Changes to Travel Time

The Decision

Narangoda Amayuru Paranahewa (Applicant) submitted an application to the Fair Work Commission (FWC) under section 158 of the Fair Work Act (Cth) 2009 (FW Act), seeking to amend the terms of the Real Estate Industry Award 2022 (Real Estate Award). Specifically, the proposed changes related to circumstances where real estate employees are required to start and/or finish work at locations other than their employer’s office, often necessitating excess travel.

In his decision dated 28 February 2024, Vice President Asbury (Ashbury VC), referred to his  provisional decision of 2 January 2024,[1] stating at paragraph [1] that:

[1] “Application by Mr Narangoda Amayuru Paranahewa” (AM2022/32) [2024] FWC 8.

…I expressed the provisional view that the Real Estate Industry Award 2020 (Award) should be varied to ensure that it is clear when employees are considered to be working and to clarify the circumstances in which they are entitled to be paid motor vehicle allowances. The variations proposed do not extend the operation of the Award, but simply clarify the relevant existing provisions.

 

The Applicant proposed that clauses 17.11(a) and 17.11(b) of the Real Estate Award should be moved to clause  “13—Ordinary hours of work”. In reaching a determination Ashbury VC, outlined the relevant consideration at paragraph [6], stating:

 

…As no submissions were made in substantive opposition to the draft determination, I confirm my provisional view. I am not persuaded to move clauses 17.11(a) and 17.11(b) as proposed by the Applicant. The clauses are conceptually connected and removing some of them and placing them in a separate clause will likely cause confusion and impact the ability of parties to understand the way the clauses operate. I am satisfied that the variation proposed is necessary taking into account the considerations in s. 134 of the FW Act. The variation will ensure that the Award provides a fair and relevant minimum safety net of terms and conditions, by making it clear when employees are working and the circumstances in which they are entitled to be paid motor vehicle allowances.

 

A final determination was issued, in which Ashbury VC again referred to the views that were expressed in the provisional decision, namely that the amendments do no more than clarify existing Real Estate Award provisions, and on this basis, it was decided that the determination (and corresponding changes) will be operative from 1 March 2024.

Importantly, the FWC also noted that “the variations simply clarify provisions of the Award that employers should already be applying….and covers only excess travel and associated expenses rather than all travel”.

Real Estate Award - New provisions

The Real Estate Award variation decision we have explored above inserted the following new clause at 17.11 of the Real Estate Award:

17.11 Excess Travel

(a) If the employer requires the employee to start or finish work at a location other than the employer’s business or office premises, the employee must be paid for time reasonably spent by the employee travelling to or from the location which is in excess of the time normally spent by the employee in travelling between the employee’s usual residence and the employer’s business or office premises, on each occasion such excess travel is undertaken.

___

* _The problem_:
In the award decision summary, rewrite the passage between "Real Estate Award - New" and "travel is undertaken.", inclusive, swapping "residence" for "home".

* _Provided material_:
___

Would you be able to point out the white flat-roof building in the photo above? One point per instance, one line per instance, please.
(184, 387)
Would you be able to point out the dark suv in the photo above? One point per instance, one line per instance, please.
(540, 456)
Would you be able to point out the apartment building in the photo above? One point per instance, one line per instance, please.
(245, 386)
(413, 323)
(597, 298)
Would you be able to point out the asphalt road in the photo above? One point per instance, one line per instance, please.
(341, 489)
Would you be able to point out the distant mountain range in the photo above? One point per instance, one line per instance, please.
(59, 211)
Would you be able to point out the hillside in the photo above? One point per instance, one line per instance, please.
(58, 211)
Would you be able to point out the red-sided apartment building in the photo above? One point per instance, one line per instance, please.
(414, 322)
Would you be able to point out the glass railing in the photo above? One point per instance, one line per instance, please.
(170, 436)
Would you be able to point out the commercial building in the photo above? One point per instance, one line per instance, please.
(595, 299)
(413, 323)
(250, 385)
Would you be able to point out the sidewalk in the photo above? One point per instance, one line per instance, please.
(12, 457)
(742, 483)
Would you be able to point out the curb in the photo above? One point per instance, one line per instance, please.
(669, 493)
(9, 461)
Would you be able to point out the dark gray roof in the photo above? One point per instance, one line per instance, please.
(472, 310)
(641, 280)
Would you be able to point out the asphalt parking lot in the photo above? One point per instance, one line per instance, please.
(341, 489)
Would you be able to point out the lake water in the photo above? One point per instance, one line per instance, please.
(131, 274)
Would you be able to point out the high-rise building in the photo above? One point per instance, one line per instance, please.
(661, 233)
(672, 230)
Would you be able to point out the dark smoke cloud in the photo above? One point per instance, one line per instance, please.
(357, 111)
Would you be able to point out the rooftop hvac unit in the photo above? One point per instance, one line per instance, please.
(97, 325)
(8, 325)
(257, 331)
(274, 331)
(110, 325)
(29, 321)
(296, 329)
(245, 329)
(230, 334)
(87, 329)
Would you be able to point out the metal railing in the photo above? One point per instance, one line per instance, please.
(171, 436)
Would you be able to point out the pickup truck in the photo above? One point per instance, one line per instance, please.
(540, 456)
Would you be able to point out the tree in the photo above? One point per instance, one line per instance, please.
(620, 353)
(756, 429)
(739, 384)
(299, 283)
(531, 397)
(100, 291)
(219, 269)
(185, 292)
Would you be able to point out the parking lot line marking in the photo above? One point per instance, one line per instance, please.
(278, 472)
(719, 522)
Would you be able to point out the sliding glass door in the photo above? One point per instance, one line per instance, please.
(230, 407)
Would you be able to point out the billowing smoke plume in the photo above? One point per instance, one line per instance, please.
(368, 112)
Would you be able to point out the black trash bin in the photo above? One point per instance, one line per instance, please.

___

* _Result of this task_:
Real Estate Award - New provisions

The Real Estate Award variation decision we have explored above inserted the following new clause at 17.11 of the Real Estate Award:

17.11 Excess Travel

(a) If the employer requires the employee to start or finish work at a location other than the employer’s business or office premises, the employee must be paid for time reasonably spent by the employee travelling to or from the location which is in excess of the time normally spent by the employee in travelling between the employee’s usual home and the employer’s business or office premises, on each occasion such excess travel is undertaken.